* **EXERCISE INSTRUCTIONS**
Please write out the passage of the text about the Boston Dynamics robot dance video below, word for word, from "Boston Dynamics hasn’t" up to and including "earlier this year.".

Boston Dynamics’ robots are back to let you know they can really shake ’em down.
In a stunning dance video that’s part celebration of an incredible engineering achievement and part advertisement for the robotics company, Boston Dynamics showed four of its robots performing fully choreographed dance moves to The Contours’ hit “Do you love me.”
The MIT spinoff sells its lifelike robots to warehouses, police, utilities, laboratories and factories to perform tasks better and more safely than humans can.
To show off how far its robots’ skills have come, Boston Dynamics on Tuesday had its robots doing the twist, the mashed potato, and some seriously complicated dance moves that were one part impressive and one part eerie.
Tesla CEO and famous artificial intelligence skeptic Elon Musk noted: “This is not CGI” — even if the impressive show was beyond belief.
Boston Dynamics hasn’t quite achieved the business success some robotics champions had expected or hoped. The company lists just a handful of customers, and it’s had three different owners in the past three years: Google bought it in 2013, then sold it to Softbank in 2017 before Hyundai purchased it earlier this year.
The company began selling its robotic dog Spot to US businesses in June for $74,500 each.
Spot, featured in the video with the more human-like Atlas robots and the wheeled Handle robot, is Boston Dynamics’ most famous product. The four-legged robot has garnered attention for the tasks it can perform, which include running, climbing stairs, and even reminding people to practice social distancing in the Covid-19 era. It’s generally used for inspections on construction sites or similar situations.
But Atlas stole the show in the “Do you love me” video. Last year, Boston Dynamics showed Atlas performing parkour tricks, including backflips, aerial somersaults and 360-degree turn-around jumps. This year’s video was jaw-dropping, by comparison, showing how far Atlas’ capabilities have come in a year.
Atlas was a convincing dancer, performing agile jumps and high leg kicks in rhythm.

Referring expression pointing data

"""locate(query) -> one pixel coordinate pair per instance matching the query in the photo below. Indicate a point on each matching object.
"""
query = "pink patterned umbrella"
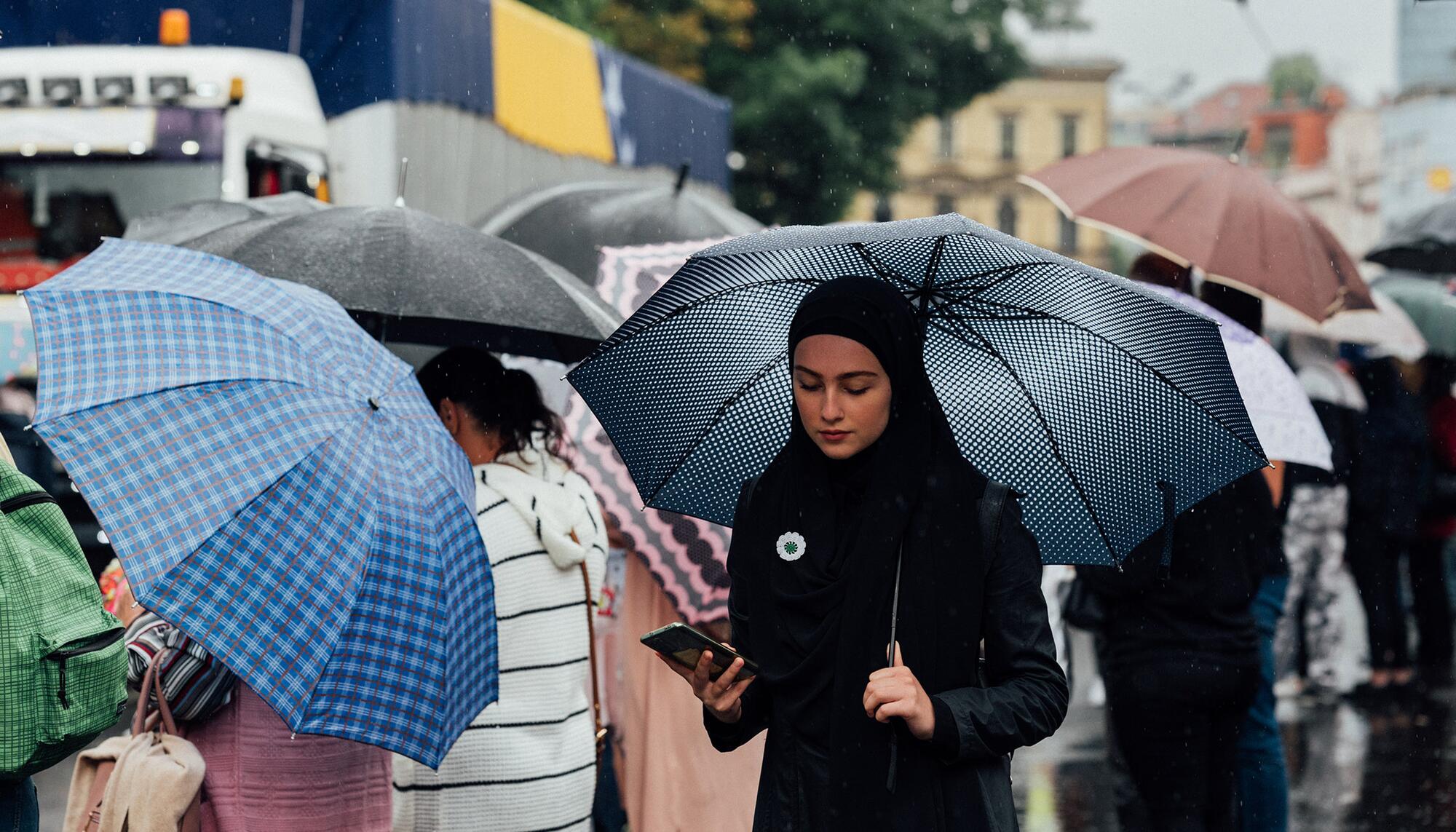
(688, 556)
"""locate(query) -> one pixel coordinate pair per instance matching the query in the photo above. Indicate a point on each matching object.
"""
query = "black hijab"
(831, 606)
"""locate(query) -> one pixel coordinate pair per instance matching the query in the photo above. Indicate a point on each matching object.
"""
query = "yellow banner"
(548, 87)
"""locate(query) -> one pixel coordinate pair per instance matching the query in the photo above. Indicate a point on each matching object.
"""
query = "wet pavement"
(1387, 769)
(1352, 770)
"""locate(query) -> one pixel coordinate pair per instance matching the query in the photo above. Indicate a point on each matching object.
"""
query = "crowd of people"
(895, 673)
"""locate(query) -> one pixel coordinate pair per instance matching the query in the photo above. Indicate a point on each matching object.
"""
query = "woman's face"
(842, 393)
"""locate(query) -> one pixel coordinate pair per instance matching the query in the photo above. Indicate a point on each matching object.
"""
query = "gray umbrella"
(410, 277)
(180, 223)
(570, 223)
(1423, 243)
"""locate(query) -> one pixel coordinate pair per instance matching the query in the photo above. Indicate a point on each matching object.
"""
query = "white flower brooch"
(791, 546)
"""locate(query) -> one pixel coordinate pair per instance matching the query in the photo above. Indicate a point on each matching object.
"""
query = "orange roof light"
(175, 29)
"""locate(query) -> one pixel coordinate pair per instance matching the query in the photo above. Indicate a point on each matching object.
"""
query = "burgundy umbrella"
(1208, 211)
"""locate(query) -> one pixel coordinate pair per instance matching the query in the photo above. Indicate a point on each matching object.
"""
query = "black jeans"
(1375, 560)
(1179, 724)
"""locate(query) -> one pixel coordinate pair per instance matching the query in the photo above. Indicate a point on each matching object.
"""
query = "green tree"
(825, 90)
(1295, 76)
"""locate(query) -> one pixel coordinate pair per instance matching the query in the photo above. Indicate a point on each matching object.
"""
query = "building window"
(1279, 146)
(1007, 215)
(883, 211)
(947, 135)
(1068, 236)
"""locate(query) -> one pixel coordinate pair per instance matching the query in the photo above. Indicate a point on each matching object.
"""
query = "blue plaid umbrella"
(277, 486)
(1109, 408)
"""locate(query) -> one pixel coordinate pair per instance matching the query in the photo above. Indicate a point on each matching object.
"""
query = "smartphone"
(685, 646)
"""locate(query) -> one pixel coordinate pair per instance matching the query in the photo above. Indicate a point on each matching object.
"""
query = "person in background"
(1182, 657)
(1263, 780)
(1315, 530)
(1263, 776)
(261, 776)
(1438, 524)
(529, 760)
(1390, 482)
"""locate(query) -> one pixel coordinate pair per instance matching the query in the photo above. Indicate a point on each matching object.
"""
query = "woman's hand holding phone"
(723, 697)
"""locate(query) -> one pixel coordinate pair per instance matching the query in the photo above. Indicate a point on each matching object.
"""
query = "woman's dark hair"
(507, 402)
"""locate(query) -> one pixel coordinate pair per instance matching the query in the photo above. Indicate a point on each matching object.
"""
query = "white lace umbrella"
(1276, 399)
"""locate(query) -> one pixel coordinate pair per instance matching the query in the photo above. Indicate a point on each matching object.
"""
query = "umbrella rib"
(1046, 425)
(717, 418)
(1125, 351)
(883, 271)
(1010, 271)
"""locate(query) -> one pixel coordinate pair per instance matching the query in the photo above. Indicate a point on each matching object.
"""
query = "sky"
(1216, 41)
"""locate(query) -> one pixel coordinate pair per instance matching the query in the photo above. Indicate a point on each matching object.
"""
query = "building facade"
(1420, 125)
(969, 160)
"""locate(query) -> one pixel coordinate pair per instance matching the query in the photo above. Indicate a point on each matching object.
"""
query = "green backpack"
(63, 661)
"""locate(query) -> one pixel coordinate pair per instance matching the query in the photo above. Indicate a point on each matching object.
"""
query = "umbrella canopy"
(1387, 329)
(1425, 243)
(277, 486)
(181, 223)
(1106, 405)
(570, 223)
(1432, 306)
(688, 556)
(410, 277)
(1208, 211)
(1283, 418)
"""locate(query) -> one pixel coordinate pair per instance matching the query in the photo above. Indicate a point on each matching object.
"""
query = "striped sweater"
(528, 763)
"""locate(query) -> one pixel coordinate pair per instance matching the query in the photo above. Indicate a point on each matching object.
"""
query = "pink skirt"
(260, 780)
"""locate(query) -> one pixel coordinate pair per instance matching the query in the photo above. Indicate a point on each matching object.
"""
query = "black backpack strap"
(748, 491)
(994, 504)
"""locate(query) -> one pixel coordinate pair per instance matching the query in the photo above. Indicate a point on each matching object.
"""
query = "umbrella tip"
(682, 176)
(404, 173)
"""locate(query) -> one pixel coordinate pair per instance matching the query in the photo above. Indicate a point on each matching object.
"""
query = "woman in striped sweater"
(528, 763)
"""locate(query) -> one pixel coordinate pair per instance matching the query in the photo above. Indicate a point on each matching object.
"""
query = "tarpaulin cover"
(445, 51)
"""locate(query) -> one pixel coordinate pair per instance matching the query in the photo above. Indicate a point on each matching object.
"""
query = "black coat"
(960, 779)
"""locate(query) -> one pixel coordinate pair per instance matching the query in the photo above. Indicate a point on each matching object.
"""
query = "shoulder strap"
(994, 504)
(752, 486)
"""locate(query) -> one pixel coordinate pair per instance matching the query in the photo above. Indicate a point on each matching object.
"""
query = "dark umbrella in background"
(1110, 408)
(411, 278)
(175, 226)
(1425, 243)
(571, 223)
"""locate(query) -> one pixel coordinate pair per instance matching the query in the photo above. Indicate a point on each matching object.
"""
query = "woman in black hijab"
(871, 499)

* **OUTPUT**
Boston Dynamics hasn’t quite achieved the business success some robotics champions had expected or hoped. The company lists just a handful of customers, and it’s had three different owners in the past three years: Google bought it in 2013, then sold it to Softbank in 2017 before Hyundai purchased it earlier this year.